Start of TASK MATERIAL

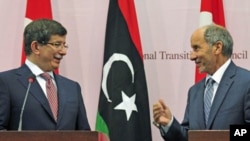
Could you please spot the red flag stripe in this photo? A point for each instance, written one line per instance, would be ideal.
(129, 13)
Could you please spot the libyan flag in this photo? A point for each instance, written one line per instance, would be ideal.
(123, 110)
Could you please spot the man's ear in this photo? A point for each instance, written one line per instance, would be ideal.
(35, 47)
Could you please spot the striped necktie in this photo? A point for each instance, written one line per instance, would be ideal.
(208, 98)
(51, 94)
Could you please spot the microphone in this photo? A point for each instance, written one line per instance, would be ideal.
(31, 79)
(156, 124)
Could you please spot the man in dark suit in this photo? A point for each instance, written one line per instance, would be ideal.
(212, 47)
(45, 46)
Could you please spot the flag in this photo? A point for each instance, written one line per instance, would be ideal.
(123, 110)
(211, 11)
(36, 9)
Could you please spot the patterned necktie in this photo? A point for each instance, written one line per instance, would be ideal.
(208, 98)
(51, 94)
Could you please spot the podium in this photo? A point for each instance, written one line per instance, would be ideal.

End of TASK MATERIAL
Start of TASK MATERIAL

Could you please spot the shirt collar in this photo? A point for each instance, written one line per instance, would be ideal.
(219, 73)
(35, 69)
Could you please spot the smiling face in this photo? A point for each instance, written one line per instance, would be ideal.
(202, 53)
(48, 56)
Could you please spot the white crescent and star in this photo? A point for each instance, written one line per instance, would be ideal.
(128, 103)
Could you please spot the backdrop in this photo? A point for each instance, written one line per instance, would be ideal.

End of TASK MATERIAL

## WORK INSTRUCTION
Retype exactly the lines above, from the one with "Could you please spot the man in" through the one with "Could you please spot the podium", inclusive.

## WRITTEN ANSWER
Could you please spot the man in dark suit in this photo? A point for each instance, written one line per instance, would be ideal.
(212, 47)
(45, 46)
Could you please spot the flag in this photo? A point for each instance, written one line per instance, would be ideal.
(123, 110)
(211, 11)
(36, 9)
Could you please spot the patterned necktie in this photo? A point for each instance, written one line per instance, would be ideal.
(208, 98)
(51, 94)
Could you please spot the podium in this photo? A point for each instance, written one line per instance, would be ideal.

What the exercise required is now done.